_Exercise data_:
━━━━━━━━━━━━━━━━

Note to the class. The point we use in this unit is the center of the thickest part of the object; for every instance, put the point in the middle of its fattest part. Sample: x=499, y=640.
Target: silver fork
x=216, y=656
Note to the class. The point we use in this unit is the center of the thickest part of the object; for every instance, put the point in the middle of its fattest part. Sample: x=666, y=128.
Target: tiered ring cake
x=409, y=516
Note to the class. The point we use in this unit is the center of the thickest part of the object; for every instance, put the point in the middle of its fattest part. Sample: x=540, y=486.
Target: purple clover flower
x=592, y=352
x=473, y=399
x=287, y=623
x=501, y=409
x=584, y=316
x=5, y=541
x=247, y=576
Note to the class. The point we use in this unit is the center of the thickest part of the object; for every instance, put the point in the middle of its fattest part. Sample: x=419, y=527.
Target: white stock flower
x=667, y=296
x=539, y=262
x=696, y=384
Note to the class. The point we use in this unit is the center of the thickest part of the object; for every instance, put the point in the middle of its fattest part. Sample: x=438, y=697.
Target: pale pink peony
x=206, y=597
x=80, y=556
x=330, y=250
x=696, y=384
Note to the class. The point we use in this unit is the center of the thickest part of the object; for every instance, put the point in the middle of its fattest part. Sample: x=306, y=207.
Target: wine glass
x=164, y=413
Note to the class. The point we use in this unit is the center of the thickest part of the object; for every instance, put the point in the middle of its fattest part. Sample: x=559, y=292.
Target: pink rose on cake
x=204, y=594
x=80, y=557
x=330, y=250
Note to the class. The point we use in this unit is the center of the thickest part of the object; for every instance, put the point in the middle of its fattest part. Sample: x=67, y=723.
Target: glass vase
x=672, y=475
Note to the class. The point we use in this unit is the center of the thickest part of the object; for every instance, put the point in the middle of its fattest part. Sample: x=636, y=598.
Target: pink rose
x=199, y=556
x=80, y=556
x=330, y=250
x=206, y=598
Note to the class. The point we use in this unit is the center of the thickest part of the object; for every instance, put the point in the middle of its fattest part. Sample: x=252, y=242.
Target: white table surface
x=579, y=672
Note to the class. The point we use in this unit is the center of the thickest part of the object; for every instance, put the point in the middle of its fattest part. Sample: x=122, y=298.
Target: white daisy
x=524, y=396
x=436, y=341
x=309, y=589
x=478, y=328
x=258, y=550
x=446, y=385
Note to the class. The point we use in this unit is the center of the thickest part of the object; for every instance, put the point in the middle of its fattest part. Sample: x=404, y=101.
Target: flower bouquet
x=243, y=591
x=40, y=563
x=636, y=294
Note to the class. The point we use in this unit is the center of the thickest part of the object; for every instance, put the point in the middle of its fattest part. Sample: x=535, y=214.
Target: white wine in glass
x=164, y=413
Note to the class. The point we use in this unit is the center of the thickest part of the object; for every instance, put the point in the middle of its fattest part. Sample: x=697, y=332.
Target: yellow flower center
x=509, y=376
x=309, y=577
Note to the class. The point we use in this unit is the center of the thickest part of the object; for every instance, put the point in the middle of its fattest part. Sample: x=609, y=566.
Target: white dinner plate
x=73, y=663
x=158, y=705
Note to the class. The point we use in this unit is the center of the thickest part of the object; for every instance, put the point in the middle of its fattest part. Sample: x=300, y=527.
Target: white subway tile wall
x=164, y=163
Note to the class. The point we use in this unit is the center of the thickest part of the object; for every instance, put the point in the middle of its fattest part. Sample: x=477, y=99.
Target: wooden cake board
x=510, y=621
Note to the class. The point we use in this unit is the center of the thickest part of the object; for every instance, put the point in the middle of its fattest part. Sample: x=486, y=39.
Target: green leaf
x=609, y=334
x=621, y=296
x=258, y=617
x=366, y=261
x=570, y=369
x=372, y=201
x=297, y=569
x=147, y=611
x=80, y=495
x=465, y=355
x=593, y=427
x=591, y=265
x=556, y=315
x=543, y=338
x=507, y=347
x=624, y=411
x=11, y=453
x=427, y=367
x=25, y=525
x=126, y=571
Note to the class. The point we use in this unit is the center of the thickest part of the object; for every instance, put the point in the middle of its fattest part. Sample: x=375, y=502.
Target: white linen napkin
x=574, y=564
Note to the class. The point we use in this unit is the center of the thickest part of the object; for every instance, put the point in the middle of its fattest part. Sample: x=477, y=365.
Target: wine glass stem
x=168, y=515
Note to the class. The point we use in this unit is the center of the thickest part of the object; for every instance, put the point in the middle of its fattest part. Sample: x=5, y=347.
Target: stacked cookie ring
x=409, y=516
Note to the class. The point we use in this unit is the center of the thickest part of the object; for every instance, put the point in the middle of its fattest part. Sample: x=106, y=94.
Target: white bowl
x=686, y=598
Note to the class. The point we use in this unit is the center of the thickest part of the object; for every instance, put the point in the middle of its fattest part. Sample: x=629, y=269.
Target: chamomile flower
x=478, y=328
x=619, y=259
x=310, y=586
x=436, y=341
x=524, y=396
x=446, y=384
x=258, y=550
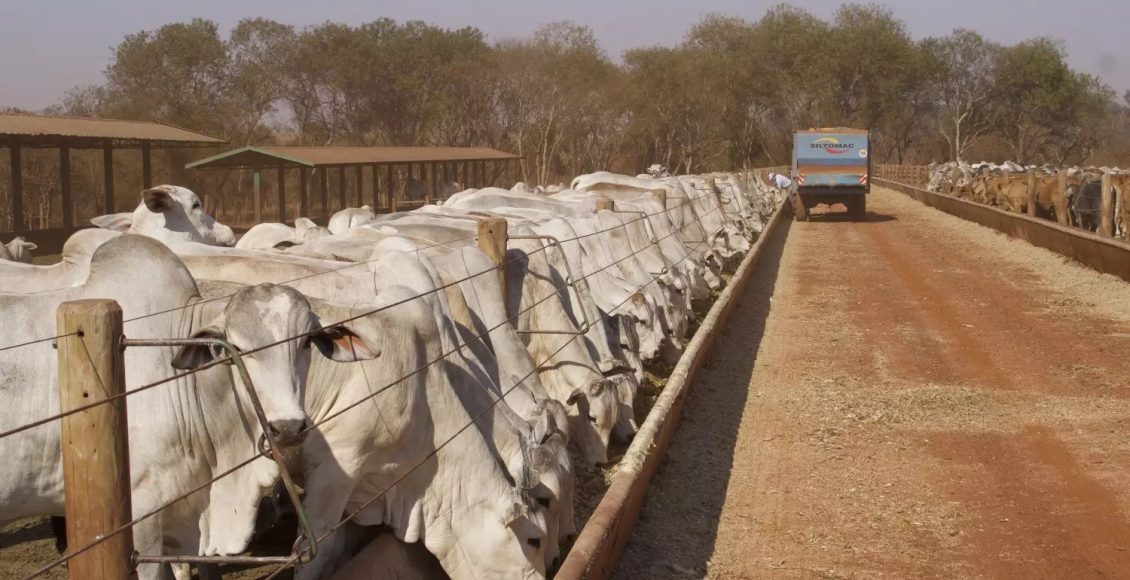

━━━━━━━━━━━━━━━━

_Instructions for the task_: Update the lines of the listing between the line holding "Sample: x=540, y=486." and the line holding "x=206, y=598", inclusive, by replacing "fattest" with "widest" and changing nothing else. Return only those lines.

_Full response_:
Note to the class. The point we use in this unit is the center of the thickest part of the object; for every instance, put the point in the middle of its widest part. Sample: x=540, y=486.
Target: purple clover flower
x=592, y=352
x=473, y=399
x=287, y=623
x=501, y=409
x=584, y=316
x=5, y=541
x=247, y=576
Note to the class. The point we use in this unit is the center of the thickest part of the object; for every instance, put the point in the middle of its widest part. Sample: x=419, y=527.
Target: white stock flower
x=667, y=296
x=539, y=262
x=696, y=384
Note to the class. The point we use in this unit is the center of the thickest part of the object; for every instance, put the point in the middle of its widest part. Sample: x=438, y=697.
Target: pale pink peony
x=206, y=597
x=80, y=556
x=330, y=250
x=696, y=384
Note to the class. The point we use in this unit is the center of the thickest part of the object; for every instance, put the point in the middle of its widest part. Sample: x=306, y=207.
Target: wine glass
x=164, y=413
Note to the class. The point we use in this unit is the center of the thickest part of the object; for every instance, put the point in the middle of its widest part. Sample: x=559, y=292.
Target: pink rose on cake
x=204, y=594
x=80, y=557
x=330, y=250
Note to the class. The point we use in this unit is the center of the thickest part of the object; for every instance, put the point in the middle of its widest part. Sample: x=67, y=723.
Target: glass vase
x=672, y=475
Note to the class. The point we use in this unit is the center of the thickest part of the object; for every instance, put the point in the middle of its widest part. Sample: x=636, y=598.
Target: pink rose
x=199, y=556
x=80, y=556
x=330, y=250
x=206, y=598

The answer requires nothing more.